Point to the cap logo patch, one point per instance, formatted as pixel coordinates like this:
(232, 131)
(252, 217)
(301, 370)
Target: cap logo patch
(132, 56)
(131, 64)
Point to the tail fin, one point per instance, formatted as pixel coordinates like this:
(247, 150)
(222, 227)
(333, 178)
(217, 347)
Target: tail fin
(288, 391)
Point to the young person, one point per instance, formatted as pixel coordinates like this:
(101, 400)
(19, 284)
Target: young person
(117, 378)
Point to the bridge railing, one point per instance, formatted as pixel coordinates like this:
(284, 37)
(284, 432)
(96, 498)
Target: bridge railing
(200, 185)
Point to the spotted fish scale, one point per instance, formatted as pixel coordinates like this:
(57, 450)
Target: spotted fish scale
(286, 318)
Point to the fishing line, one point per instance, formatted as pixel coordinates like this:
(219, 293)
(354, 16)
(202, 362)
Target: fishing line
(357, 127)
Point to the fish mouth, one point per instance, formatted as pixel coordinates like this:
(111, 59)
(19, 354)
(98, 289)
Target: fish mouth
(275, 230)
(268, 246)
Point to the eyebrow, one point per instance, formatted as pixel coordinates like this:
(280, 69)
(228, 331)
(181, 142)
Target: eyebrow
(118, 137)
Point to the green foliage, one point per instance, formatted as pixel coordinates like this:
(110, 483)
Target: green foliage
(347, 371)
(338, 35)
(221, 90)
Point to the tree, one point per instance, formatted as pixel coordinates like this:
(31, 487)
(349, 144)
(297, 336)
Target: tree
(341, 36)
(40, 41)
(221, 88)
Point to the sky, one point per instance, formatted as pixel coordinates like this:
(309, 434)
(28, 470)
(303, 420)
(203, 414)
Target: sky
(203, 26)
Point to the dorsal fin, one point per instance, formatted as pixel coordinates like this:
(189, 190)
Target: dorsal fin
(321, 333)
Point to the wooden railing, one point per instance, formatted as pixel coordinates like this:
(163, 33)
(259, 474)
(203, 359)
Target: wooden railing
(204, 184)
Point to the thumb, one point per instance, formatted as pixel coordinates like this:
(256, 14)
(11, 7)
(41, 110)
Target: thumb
____
§ Task instructions: Could you copy every record above exactly as it appears?

§ Result below:
Point to the cap logo patch, one point per instance, formatted as pixel coordinates like this:
(232, 131)
(252, 217)
(301, 370)
Target: cap logo patch
(132, 56)
(131, 64)
Point to the tail fin, one point per instance, formatted as pixel coordinates like this:
(247, 150)
(222, 227)
(333, 178)
(217, 347)
Target: tail fin
(288, 391)
Point to the young person, one point per instance, formatted as pixel coordinates like this:
(101, 400)
(19, 284)
Target: young person
(117, 378)
Point to the bridge railing, one point per instance, formatted as pixel coordinates like this:
(284, 37)
(284, 432)
(96, 498)
Target: bridge railing
(200, 185)
Point to the spotted fish scale, one point per instance, formatted as pixel coordinates like this:
(57, 450)
Target: spotted fish scale
(286, 318)
Point to the fishing line, one point per instance, formatted as pixel coordinates like this:
(219, 293)
(354, 16)
(202, 362)
Target: fishing line
(357, 127)
Point to the fish mouth, one point per instance, formatted as pixel coordinates like this:
(111, 59)
(19, 354)
(98, 289)
Target: fish mouth
(275, 230)
(268, 246)
Point to the eyebrow, one point per instance, formatted as pixel coordinates like this:
(280, 69)
(228, 331)
(181, 142)
Target: eyebrow
(118, 137)
Point to the green foliage, one point per instance, formatted as pixel coordinates like this:
(110, 483)
Target: green foliage
(347, 371)
(338, 35)
(221, 90)
Point to the tree, one point per instance, formatted as pixel coordinates like this:
(31, 487)
(349, 144)
(297, 336)
Target: tree
(341, 36)
(40, 41)
(221, 88)
Point to the sky, one point per instance, formatted as pixel coordinates like this:
(309, 434)
(28, 470)
(303, 420)
(203, 414)
Target: sky
(203, 26)
Point to the dorsal fin, one point per instance, formatted as pixel coordinates like this:
(189, 190)
Target: dorsal fin
(321, 333)
Point to the wooden railing, one point per instance, formatted as pixel coordinates like this:
(163, 33)
(259, 474)
(203, 359)
Target: wooden railing
(204, 184)
Point to the thumb, one point per instance, formatted as pixel coordinates like this:
(256, 14)
(11, 7)
(41, 110)
Target: thumb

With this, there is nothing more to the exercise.